(Stored dataset items)

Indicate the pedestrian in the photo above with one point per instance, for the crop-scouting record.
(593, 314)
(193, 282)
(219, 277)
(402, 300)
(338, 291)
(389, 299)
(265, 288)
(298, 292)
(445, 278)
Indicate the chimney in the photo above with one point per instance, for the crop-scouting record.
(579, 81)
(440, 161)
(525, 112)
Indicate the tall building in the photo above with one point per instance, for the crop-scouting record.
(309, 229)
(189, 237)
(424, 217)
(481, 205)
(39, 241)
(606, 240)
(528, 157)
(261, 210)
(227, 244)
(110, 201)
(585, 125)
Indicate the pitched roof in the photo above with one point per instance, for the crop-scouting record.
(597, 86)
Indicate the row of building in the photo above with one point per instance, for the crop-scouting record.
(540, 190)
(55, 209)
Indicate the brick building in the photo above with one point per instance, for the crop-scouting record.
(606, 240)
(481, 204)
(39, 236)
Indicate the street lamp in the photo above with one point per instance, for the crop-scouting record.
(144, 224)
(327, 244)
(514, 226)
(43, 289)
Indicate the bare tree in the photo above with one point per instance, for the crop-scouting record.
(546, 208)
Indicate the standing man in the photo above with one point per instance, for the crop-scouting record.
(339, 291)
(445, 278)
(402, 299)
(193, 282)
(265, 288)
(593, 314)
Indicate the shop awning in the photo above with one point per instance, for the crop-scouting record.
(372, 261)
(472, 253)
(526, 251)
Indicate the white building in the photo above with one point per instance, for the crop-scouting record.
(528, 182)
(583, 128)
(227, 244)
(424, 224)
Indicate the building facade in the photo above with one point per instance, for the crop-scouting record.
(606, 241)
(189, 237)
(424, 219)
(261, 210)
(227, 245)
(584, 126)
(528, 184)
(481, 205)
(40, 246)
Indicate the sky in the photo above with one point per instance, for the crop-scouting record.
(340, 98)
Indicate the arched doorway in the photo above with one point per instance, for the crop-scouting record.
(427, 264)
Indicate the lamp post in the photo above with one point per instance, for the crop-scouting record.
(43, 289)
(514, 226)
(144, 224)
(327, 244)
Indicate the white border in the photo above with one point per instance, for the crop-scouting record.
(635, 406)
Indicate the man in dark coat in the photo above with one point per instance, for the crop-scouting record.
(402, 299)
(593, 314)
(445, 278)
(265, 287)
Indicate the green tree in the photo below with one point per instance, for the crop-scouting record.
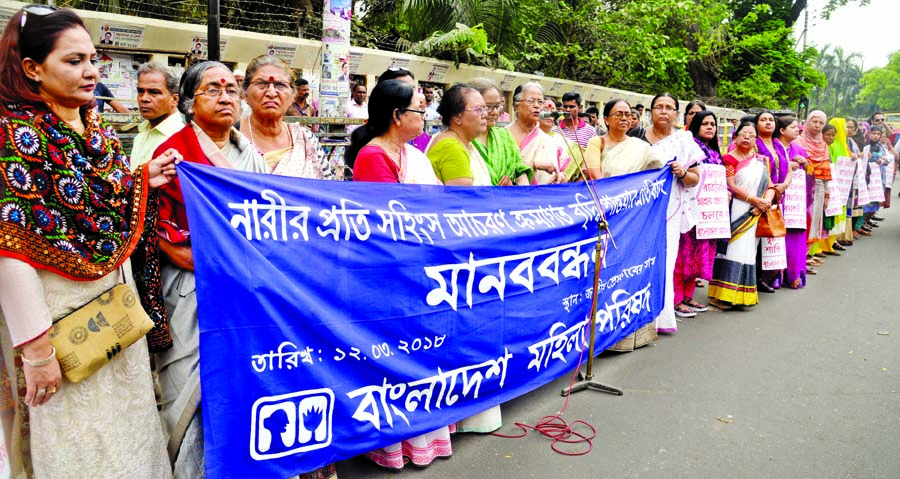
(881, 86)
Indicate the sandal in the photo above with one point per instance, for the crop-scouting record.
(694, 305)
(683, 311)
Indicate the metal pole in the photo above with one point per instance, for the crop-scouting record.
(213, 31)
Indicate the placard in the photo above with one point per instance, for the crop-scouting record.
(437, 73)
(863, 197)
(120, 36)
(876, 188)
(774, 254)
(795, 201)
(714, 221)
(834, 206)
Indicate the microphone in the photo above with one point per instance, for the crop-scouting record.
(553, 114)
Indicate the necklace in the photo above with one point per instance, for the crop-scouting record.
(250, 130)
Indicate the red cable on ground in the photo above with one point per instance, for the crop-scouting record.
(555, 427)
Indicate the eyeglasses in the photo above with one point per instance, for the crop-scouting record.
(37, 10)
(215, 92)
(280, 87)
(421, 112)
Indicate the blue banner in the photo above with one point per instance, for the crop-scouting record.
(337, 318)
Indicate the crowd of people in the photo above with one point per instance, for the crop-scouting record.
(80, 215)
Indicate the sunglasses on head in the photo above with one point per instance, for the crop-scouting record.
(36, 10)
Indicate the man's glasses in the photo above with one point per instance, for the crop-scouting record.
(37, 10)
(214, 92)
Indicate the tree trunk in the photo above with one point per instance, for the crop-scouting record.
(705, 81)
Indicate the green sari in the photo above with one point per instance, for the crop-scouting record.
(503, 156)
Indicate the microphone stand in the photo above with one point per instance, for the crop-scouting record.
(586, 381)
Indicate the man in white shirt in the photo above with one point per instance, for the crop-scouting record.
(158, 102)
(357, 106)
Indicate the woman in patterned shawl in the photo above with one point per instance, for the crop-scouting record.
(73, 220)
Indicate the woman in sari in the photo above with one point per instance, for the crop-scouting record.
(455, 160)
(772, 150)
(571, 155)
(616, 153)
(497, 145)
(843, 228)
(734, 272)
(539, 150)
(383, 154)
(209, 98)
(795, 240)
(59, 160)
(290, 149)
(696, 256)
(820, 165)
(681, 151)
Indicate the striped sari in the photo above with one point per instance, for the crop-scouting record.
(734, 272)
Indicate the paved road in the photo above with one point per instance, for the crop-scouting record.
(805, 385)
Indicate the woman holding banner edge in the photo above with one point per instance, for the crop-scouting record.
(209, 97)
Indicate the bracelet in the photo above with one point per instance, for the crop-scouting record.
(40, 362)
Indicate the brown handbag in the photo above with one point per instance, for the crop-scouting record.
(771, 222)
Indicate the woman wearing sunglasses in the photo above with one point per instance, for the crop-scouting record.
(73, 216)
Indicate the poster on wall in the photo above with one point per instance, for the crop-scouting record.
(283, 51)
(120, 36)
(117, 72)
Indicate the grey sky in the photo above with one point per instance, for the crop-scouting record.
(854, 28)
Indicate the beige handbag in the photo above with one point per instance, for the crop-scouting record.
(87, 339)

==

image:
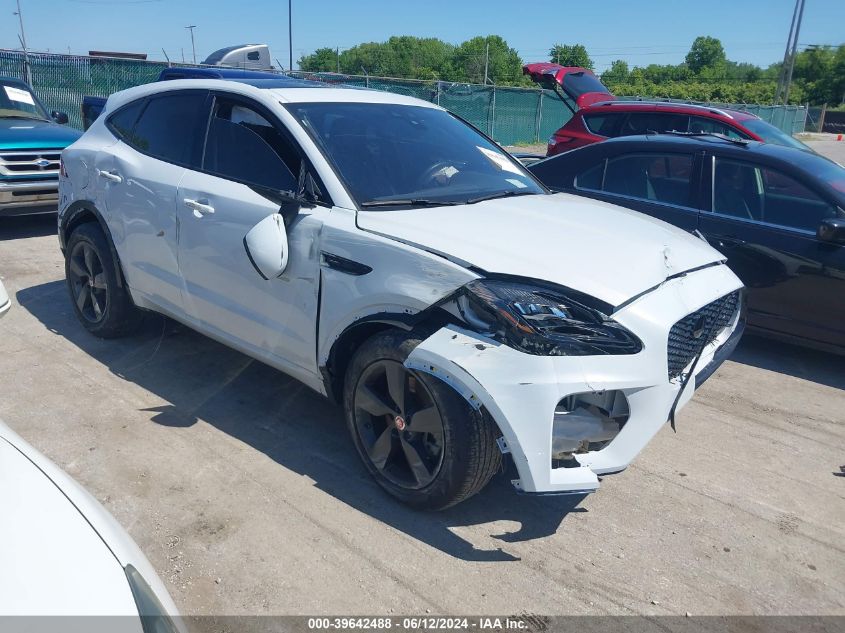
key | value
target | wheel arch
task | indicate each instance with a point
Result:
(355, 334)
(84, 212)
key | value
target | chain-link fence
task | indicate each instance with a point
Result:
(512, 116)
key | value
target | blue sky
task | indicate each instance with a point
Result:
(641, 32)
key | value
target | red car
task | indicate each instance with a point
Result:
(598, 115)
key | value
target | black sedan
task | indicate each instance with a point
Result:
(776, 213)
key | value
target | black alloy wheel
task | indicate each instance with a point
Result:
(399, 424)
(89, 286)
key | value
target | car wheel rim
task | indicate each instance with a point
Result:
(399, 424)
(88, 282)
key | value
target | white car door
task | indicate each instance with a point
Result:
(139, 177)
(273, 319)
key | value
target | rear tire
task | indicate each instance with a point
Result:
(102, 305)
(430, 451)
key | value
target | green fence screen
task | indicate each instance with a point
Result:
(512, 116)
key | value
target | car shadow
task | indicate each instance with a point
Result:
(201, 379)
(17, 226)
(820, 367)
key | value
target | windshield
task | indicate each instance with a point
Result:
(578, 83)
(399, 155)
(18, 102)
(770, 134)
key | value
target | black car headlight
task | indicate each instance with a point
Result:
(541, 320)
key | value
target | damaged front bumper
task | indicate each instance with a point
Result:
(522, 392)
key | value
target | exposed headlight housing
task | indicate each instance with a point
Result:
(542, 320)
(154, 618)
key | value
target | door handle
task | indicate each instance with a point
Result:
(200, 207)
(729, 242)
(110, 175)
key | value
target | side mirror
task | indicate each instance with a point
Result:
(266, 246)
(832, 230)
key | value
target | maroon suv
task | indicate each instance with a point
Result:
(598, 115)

Work instructions:
Every line of the records containing the word "fence" must appear in the answer.

Output below:
target | chain-link fence
target | green fence screen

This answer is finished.